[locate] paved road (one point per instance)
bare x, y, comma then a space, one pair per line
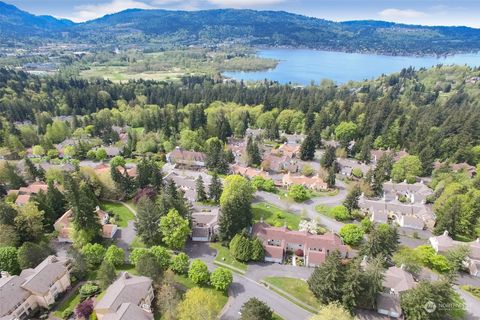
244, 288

* * *

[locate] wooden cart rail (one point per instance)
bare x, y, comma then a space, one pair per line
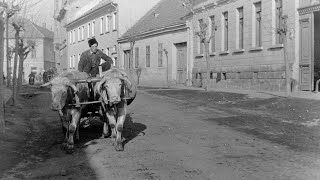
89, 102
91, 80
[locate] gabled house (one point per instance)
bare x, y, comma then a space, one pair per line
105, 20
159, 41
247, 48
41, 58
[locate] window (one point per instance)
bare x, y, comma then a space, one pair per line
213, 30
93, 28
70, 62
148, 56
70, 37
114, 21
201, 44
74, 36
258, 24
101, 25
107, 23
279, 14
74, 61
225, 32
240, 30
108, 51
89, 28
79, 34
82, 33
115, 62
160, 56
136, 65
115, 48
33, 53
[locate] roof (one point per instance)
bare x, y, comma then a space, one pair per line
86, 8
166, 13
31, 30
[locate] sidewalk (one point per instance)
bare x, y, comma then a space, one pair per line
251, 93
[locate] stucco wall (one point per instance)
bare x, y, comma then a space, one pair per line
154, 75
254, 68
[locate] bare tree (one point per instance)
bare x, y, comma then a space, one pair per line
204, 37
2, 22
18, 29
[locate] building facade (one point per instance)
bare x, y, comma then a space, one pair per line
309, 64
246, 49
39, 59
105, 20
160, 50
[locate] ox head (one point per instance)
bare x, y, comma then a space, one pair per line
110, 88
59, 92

TASK BRIEF
Return every line in the rows above that contains the string "instance". Case counts.

THE RESPONSE
[locate] paved road (one point per instance)
[locate] wooden cart rail (one point per instance)
[locate] gabled house (one point per instance)
[locate] window (one point per instance)
[locate] roof (one point per instance)
[locate] sidewalk (one point per instance)
[locate] stucco wall (one point per instance)
[locate] bare tree (one point per instance)
[locate] building facade (one point per instance)
[locate] ox head (one point per instance)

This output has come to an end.